• [Exercise aim] Rewrite the stretch from the start of the records through the line containing "xmin=51 ymin=103 xmax=88 ymax=184", changing "denim sleeve" to "cotton sleeve" and leaving everything else untouched.

• [Extracted data]

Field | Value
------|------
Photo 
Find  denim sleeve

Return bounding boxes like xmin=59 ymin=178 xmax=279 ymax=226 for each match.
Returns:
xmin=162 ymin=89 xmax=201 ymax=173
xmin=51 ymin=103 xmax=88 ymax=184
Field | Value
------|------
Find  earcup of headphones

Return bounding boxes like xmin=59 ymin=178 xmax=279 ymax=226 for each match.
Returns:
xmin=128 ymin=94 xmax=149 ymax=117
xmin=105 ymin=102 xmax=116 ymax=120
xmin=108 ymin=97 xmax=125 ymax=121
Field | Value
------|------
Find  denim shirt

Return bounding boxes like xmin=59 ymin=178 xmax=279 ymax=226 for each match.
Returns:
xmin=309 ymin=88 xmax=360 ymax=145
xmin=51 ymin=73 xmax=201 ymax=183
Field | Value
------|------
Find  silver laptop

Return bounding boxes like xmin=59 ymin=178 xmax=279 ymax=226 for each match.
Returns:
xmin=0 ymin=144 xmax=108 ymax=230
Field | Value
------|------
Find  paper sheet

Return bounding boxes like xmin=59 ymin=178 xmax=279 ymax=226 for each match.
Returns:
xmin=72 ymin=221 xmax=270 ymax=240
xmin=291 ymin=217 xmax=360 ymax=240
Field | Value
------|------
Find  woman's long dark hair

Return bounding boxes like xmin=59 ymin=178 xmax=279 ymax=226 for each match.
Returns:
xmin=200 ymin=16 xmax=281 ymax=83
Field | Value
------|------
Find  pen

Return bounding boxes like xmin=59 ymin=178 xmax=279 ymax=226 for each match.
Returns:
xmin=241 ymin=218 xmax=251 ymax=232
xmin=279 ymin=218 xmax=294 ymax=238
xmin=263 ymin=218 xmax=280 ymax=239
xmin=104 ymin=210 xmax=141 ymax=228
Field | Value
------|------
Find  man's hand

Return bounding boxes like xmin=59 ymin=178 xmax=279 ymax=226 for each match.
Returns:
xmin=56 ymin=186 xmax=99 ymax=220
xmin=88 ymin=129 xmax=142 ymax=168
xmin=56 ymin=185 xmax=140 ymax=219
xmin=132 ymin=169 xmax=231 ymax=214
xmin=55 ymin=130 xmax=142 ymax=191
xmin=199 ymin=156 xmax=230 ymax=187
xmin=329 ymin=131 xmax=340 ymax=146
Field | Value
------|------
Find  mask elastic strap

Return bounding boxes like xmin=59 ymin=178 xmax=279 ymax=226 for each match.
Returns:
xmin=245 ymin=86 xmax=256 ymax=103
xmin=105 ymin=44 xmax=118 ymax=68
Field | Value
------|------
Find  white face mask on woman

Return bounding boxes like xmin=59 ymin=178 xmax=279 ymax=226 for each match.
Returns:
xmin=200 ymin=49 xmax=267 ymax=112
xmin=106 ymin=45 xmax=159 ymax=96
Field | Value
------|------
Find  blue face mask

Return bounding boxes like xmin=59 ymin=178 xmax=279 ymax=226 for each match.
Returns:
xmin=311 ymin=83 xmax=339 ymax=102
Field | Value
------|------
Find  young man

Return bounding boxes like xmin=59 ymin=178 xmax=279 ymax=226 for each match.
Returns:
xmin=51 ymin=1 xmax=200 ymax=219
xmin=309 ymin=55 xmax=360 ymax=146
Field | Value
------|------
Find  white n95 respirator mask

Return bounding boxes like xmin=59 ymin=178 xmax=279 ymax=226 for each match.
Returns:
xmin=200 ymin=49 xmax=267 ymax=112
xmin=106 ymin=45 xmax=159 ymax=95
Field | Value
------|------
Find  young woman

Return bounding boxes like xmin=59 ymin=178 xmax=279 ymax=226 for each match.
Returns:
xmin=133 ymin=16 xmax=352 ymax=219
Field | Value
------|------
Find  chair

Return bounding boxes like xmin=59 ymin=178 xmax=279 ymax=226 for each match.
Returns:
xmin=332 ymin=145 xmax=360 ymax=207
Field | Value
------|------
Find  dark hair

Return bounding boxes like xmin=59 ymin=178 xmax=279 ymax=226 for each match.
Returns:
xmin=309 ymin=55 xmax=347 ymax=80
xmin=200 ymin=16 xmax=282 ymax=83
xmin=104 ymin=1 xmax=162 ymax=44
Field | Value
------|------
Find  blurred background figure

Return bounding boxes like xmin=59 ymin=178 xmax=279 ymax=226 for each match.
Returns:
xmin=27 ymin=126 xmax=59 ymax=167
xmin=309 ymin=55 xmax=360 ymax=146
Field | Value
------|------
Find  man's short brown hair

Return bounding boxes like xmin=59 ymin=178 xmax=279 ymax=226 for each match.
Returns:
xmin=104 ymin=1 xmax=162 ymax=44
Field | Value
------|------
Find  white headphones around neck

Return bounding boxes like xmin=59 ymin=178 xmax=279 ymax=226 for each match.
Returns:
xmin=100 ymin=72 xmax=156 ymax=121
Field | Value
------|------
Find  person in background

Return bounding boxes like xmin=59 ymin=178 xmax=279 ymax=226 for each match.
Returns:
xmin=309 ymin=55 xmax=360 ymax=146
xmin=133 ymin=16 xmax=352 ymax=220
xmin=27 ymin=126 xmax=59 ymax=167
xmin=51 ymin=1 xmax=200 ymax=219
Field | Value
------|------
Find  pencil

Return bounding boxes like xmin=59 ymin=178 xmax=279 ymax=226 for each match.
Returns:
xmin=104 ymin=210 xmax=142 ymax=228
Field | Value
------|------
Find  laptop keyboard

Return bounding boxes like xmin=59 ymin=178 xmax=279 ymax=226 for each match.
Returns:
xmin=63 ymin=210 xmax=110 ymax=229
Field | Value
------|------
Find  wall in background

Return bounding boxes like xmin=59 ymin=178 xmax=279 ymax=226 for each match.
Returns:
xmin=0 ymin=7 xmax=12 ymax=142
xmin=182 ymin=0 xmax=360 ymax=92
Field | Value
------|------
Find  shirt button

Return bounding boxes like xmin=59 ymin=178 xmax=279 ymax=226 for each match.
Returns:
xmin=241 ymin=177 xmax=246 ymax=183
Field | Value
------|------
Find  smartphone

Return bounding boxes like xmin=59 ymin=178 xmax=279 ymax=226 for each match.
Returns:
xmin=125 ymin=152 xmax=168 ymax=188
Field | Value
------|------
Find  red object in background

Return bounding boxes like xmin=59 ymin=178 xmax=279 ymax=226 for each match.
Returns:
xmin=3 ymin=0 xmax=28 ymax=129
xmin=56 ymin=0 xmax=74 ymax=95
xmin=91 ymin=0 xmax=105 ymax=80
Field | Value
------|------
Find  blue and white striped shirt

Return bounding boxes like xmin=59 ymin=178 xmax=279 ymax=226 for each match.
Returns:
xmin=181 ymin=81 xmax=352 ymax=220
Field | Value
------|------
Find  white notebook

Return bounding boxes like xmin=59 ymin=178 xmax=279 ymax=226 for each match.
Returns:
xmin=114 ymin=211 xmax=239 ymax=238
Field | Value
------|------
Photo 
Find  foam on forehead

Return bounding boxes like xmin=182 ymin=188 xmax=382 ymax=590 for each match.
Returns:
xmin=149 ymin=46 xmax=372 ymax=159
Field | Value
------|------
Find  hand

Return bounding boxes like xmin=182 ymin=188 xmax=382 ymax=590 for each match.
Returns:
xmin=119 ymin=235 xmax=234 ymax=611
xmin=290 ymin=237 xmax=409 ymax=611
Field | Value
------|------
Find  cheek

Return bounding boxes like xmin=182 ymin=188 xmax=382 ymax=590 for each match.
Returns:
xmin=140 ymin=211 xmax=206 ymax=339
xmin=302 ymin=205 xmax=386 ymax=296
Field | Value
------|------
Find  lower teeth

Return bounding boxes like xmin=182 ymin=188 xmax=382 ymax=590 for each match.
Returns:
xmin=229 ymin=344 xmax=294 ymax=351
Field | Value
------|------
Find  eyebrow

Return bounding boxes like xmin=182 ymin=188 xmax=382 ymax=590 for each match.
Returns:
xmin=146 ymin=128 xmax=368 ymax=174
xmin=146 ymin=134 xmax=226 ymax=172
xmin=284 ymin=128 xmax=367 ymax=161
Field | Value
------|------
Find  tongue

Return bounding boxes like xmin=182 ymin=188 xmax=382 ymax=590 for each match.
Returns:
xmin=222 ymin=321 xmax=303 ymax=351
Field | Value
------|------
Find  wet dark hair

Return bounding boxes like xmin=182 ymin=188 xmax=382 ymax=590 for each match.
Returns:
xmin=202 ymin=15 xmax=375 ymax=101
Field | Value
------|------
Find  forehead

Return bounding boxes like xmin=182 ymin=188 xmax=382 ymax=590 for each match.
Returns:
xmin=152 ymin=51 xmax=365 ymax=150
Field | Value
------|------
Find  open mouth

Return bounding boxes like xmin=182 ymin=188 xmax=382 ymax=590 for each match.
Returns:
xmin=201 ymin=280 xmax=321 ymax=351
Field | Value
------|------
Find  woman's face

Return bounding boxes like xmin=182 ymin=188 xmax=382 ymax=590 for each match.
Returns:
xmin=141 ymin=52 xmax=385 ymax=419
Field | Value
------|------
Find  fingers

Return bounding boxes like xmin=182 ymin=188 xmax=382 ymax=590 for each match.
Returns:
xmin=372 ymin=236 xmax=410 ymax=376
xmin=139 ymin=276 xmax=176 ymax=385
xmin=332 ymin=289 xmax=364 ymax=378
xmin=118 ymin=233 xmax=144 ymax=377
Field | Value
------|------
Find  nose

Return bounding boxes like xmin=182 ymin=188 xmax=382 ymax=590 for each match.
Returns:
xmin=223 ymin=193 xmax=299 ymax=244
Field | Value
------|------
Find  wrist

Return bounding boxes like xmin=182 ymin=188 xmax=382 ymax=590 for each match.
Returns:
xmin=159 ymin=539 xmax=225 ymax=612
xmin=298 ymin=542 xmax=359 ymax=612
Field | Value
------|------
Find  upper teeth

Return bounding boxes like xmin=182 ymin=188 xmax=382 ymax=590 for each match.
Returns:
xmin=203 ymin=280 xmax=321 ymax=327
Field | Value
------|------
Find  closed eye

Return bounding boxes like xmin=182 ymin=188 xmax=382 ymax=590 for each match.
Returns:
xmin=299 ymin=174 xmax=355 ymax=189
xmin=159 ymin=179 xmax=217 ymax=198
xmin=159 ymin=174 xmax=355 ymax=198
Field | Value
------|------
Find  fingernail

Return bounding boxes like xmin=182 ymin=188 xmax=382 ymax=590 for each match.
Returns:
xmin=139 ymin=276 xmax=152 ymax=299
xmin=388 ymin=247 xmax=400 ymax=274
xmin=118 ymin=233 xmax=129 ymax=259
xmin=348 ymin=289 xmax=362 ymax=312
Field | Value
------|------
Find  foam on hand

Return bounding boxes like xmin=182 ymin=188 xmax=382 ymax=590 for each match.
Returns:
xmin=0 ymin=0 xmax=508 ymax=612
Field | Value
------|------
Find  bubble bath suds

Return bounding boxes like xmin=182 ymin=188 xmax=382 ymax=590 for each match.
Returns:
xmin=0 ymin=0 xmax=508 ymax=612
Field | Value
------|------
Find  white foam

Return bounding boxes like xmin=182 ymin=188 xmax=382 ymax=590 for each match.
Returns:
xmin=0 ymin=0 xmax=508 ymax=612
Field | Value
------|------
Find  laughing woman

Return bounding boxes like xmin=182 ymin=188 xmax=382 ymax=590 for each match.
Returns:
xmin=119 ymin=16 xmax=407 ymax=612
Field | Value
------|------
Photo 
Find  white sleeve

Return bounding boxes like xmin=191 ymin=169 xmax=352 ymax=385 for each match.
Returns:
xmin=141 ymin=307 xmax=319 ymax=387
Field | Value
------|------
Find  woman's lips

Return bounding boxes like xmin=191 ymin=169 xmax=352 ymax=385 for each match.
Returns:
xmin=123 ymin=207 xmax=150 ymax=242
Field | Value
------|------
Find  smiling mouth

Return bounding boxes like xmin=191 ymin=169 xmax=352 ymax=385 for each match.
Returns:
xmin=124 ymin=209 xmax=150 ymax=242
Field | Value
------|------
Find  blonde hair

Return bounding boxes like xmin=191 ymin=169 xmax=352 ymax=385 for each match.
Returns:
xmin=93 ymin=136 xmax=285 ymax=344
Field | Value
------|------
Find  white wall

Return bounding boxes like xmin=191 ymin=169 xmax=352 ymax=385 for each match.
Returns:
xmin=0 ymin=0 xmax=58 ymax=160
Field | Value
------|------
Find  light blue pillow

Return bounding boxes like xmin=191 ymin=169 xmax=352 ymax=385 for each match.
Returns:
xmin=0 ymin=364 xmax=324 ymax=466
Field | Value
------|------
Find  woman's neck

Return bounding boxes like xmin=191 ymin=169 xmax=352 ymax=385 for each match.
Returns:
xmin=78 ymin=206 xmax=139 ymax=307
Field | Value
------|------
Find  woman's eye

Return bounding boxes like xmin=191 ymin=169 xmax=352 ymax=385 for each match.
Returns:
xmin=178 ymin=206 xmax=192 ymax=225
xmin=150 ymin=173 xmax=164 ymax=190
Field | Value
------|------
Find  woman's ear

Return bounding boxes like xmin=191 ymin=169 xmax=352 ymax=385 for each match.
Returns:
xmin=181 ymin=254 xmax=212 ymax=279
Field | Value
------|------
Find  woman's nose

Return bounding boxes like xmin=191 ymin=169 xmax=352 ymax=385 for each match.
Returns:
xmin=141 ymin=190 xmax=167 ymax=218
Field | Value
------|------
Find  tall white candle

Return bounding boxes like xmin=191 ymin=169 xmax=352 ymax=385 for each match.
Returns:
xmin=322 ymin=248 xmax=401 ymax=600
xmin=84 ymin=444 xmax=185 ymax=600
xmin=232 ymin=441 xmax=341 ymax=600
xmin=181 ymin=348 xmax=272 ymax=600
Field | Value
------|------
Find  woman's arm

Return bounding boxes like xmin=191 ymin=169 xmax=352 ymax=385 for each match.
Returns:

• [Response to this exercise]
Field | Value
------|------
Photo 
Find  cotton sleeve

Return bounding boxes like xmin=59 ymin=178 xmax=279 ymax=226 for each match.
Returns:
xmin=162 ymin=89 xmax=201 ymax=173
xmin=51 ymin=103 xmax=88 ymax=184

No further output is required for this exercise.